— BEGIN Rows —

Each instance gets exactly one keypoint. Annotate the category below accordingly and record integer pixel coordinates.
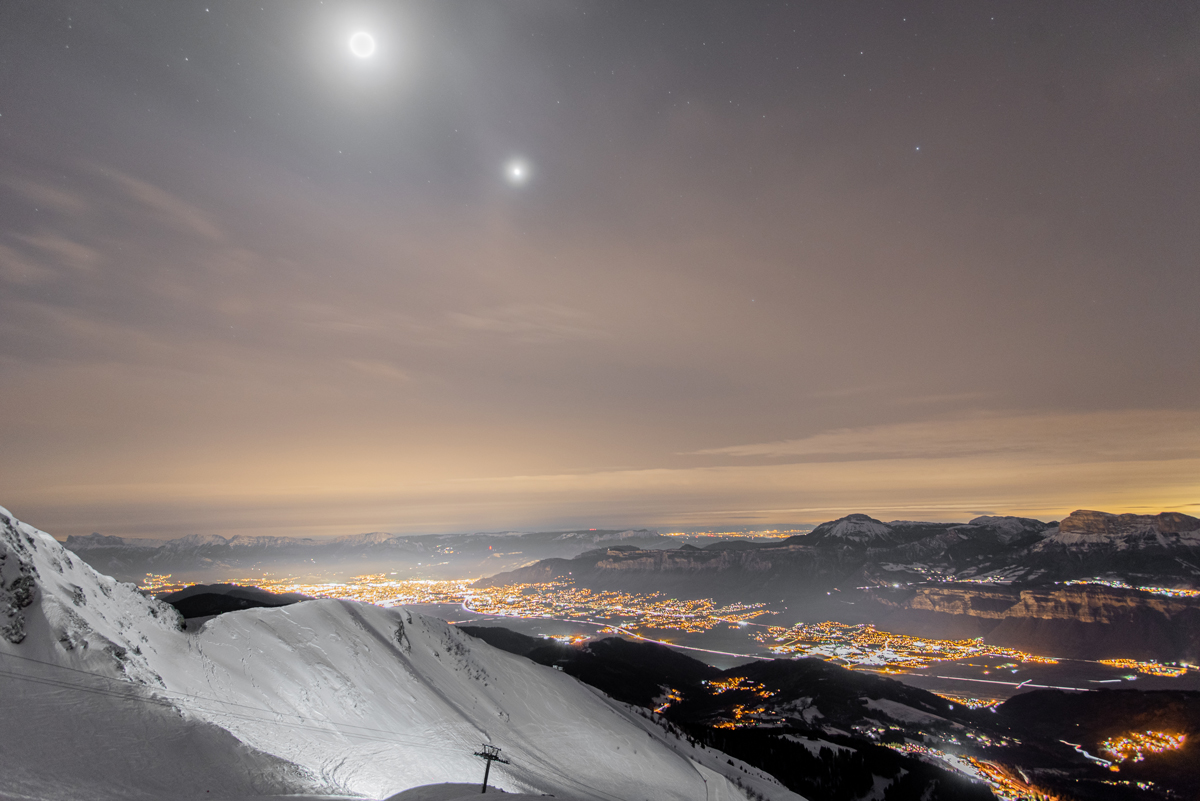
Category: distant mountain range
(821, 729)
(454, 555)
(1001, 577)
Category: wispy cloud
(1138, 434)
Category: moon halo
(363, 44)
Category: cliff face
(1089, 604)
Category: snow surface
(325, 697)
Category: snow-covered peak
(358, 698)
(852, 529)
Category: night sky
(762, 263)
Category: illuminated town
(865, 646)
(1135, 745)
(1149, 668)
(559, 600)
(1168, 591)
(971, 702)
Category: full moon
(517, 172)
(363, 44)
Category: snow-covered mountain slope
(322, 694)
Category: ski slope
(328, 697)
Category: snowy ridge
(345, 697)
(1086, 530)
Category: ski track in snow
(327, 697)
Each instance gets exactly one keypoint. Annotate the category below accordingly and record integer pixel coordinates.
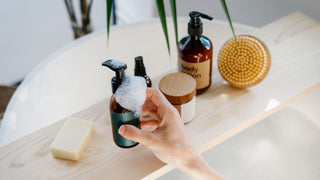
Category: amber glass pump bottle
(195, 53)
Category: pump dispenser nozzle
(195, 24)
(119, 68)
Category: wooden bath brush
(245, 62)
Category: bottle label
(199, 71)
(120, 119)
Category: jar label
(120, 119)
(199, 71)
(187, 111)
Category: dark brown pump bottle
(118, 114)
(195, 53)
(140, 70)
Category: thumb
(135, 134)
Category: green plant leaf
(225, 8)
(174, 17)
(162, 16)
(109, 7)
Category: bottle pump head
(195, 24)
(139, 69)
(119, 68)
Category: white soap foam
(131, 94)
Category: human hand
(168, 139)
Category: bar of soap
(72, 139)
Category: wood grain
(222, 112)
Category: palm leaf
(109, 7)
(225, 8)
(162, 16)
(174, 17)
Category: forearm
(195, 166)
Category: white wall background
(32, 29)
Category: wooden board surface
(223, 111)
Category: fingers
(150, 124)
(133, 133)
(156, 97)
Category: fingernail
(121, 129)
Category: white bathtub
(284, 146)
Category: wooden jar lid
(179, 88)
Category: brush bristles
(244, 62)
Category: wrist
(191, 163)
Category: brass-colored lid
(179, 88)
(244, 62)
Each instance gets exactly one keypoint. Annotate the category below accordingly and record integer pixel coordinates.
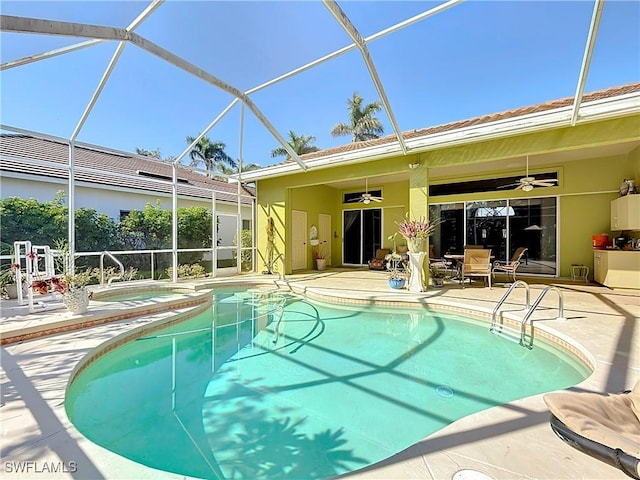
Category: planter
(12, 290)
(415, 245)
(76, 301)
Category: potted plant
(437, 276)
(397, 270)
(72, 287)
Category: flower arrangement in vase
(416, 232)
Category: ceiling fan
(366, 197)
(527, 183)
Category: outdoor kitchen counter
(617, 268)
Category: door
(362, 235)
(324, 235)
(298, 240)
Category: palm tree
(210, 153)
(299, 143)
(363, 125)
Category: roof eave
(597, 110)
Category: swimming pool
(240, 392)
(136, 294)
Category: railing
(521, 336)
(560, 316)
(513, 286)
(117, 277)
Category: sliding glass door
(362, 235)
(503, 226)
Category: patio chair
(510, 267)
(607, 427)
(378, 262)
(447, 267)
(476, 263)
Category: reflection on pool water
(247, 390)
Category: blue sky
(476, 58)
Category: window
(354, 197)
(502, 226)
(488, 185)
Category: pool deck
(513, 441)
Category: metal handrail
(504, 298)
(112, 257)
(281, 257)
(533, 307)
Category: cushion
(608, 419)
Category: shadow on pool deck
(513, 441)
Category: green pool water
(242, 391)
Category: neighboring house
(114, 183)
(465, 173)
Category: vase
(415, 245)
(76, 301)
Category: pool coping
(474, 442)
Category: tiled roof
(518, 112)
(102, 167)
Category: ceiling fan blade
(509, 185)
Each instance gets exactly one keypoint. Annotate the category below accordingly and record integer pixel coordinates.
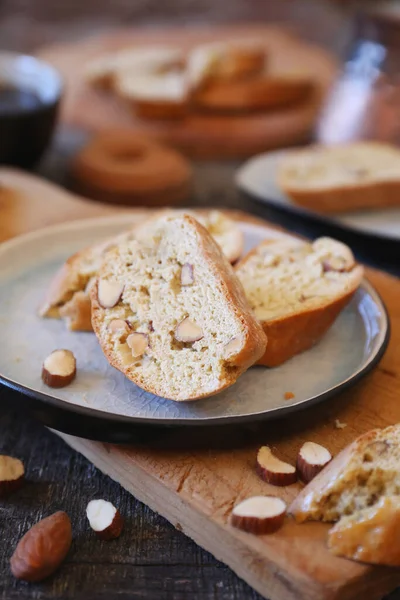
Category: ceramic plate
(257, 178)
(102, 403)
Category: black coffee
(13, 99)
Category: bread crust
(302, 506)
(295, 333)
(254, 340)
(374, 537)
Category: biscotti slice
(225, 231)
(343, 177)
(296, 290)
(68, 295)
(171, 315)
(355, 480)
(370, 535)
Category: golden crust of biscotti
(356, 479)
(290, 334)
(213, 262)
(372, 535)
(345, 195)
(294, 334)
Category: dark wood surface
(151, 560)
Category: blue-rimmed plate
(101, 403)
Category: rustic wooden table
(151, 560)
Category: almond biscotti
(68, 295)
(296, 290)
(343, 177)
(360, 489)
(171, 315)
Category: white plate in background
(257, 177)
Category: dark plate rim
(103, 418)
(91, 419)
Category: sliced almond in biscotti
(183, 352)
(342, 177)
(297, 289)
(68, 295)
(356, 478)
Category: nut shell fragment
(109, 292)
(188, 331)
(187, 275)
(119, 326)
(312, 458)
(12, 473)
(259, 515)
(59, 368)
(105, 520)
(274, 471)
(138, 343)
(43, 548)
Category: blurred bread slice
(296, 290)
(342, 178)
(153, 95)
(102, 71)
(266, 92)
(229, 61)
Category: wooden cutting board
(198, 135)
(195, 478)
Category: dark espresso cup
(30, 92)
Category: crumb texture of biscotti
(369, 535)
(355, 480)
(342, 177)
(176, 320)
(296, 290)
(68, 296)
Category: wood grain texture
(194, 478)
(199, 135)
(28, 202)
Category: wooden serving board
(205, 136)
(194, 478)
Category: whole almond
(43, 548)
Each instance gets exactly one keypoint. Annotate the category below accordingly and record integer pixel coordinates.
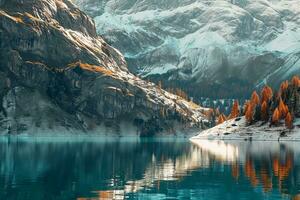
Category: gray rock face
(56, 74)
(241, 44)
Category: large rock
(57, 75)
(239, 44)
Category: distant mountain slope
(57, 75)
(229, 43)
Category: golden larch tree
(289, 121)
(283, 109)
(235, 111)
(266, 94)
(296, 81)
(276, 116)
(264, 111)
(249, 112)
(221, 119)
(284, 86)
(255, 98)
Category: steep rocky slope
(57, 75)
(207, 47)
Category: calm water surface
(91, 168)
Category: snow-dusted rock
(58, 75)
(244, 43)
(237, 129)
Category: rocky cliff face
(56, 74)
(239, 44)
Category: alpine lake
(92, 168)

— END Rows —

▶ **Short exercise**: Reproduce every line above word for word, leaving out the pictures.

▶ **Response for this exercise**:
Each instance gets exactly one keypoint. Annotate the category below accordingly and record integer pixel coordinates.
Category: distant mountain range
(821, 729)
(454, 555)
(1001, 577)
Category: wispy cloud
(1138, 434)
Category: moon halo
(363, 44)
Category: cliff face
(1089, 604)
Category: snow surface
(325, 697)
Category: snow-covered peak
(358, 698)
(852, 529)
Category: night sky
(762, 263)
Category: illuminated town
(865, 646)
(1135, 745)
(1149, 668)
(559, 600)
(1168, 591)
(971, 702)
Category: full moon
(517, 172)
(363, 44)
Category: snow-covered mountain slope
(322, 694)
Category: ski slope
(328, 697)
Category: snowy ridge
(345, 697)
(1086, 530)
Category: ski track in snow
(327, 697)
Each instance gets exactly one keypoint. Annotate the category below accordingly and record integer pixel coordinates.
Category: amber glass pump bottle
(195, 53)
Category: pump dispenser nozzle
(195, 24)
(119, 68)
Category: wooden bath brush
(245, 62)
Category: bottle label
(199, 71)
(120, 119)
Category: jar label
(120, 119)
(199, 71)
(187, 111)
Category: dark brown pump bottle
(118, 114)
(195, 53)
(140, 70)
Category: thumb
(135, 134)
Category: green plant leaf
(225, 8)
(174, 17)
(162, 16)
(109, 7)
Category: bottle pump head
(195, 24)
(139, 69)
(119, 68)
Category: white soap foam
(131, 94)
Category: human hand
(168, 139)
Category: bar of soap
(72, 139)
Category: wood grain
(222, 112)
Category: palm leaf
(109, 7)
(225, 8)
(162, 16)
(174, 17)
Category: forearm
(195, 166)
Category: white wall background
(32, 29)
Category: wooden board surface
(223, 111)
Category: fingers
(150, 124)
(133, 133)
(156, 97)
Category: fingernail
(121, 129)
Category: white bathtub
(284, 146)
Category: wooden jar lid
(179, 88)
Category: brush bristles
(244, 62)
Category: wrist
(191, 163)
Category: brass-colored lid
(179, 88)
(244, 62)
Each instance gets exactly one keypoint. Annotate the category below accordingly and record integer pixel coordinates.
Category: planter
(12, 290)
(415, 245)
(76, 301)
Category: potted plant
(437, 276)
(397, 270)
(72, 287)
Category: flower arrangement in vase
(416, 232)
Category: ceiling fan
(366, 197)
(527, 183)
Category: outdoor kitchen counter
(617, 268)
Category: door
(362, 235)
(324, 235)
(298, 240)
Category: palm tree
(210, 153)
(299, 143)
(363, 125)
Category: roof eave
(597, 110)
Category: swimming pool
(240, 392)
(136, 294)
Category: railing
(521, 336)
(560, 316)
(513, 286)
(117, 277)
Category: sliding glass door
(362, 235)
(503, 226)
Category: patio chair
(510, 267)
(607, 427)
(378, 262)
(447, 267)
(476, 263)
Category: reflection on pool water
(247, 390)
Category: blue sky
(476, 58)
Category: window
(354, 197)
(502, 226)
(488, 185)
Category: pool deck
(513, 441)
Category: metal handrail
(504, 298)
(112, 257)
(281, 257)
(533, 307)
Category: cushion
(608, 419)
Category: shadow on pool deck
(513, 441)
Category: green pool water
(242, 391)
Category: neighboring house
(114, 183)
(465, 173)
Category: vase
(415, 245)
(76, 301)
Category: pool coping
(474, 442)
Category: tiled roof
(518, 112)
(102, 167)
Category: ceiling fan blade
(509, 185)
Each instance gets exactly one keypoint. Annotate the category below accordingly and record integer pixel coordinates.
Category: ceramic plate
(257, 178)
(102, 403)
Category: black coffee
(13, 99)
Category: bread crust
(302, 506)
(295, 333)
(254, 340)
(374, 537)
Category: biscotti slice
(225, 231)
(343, 177)
(296, 290)
(68, 295)
(171, 315)
(355, 480)
(370, 535)
Category: golden crust of biscotti
(356, 479)
(290, 334)
(213, 262)
(372, 535)
(345, 195)
(294, 334)
Category: dark wood surface
(151, 560)
Category: blue-rimmed plate
(101, 403)
Category: rustic wooden table
(151, 560)
Category: almond biscotti
(68, 295)
(296, 290)
(343, 177)
(360, 489)
(171, 315)
Category: white plate in background
(257, 177)
Category: dark plate rim
(103, 418)
(91, 419)
Category: sliced almond in biscotti
(183, 352)
(342, 177)
(297, 289)
(68, 295)
(356, 478)
Category: nut shell fragment
(109, 292)
(188, 331)
(187, 275)
(119, 326)
(312, 458)
(12, 473)
(259, 515)
(59, 368)
(105, 520)
(274, 471)
(138, 343)
(43, 548)
Category: blurred bread slice
(296, 290)
(342, 178)
(153, 95)
(102, 71)
(266, 92)
(229, 61)
Category: wooden cutting board
(198, 135)
(195, 478)
Category: dark espresso cup
(30, 92)
Category: crumb texture of biscotti
(369, 535)
(355, 480)
(342, 177)
(176, 320)
(296, 290)
(68, 296)
Category: wood grain texture
(194, 478)
(199, 135)
(28, 202)
Category: wooden serving board
(205, 136)
(194, 478)
Category: whole almond
(43, 548)
Each instance gets exactly one keypoint. Annotate the category below accordingly and record integer pixel coordinates.
Category: gray rock face
(56, 74)
(241, 44)
Category: large rock
(57, 75)
(239, 44)
Category: distant mountain slope
(57, 75)
(229, 43)
Category: golden larch tree
(289, 121)
(283, 109)
(235, 111)
(266, 94)
(296, 81)
(276, 116)
(264, 111)
(249, 112)
(221, 119)
(284, 86)
(255, 98)
Category: steep rocky slope
(57, 75)
(207, 47)
Category: calm water surface
(91, 168)
Category: snow-dusted rock
(58, 75)
(244, 43)
(237, 129)
Category: rocky cliff face
(56, 74)
(239, 44)
Category: alpine lake
(92, 168)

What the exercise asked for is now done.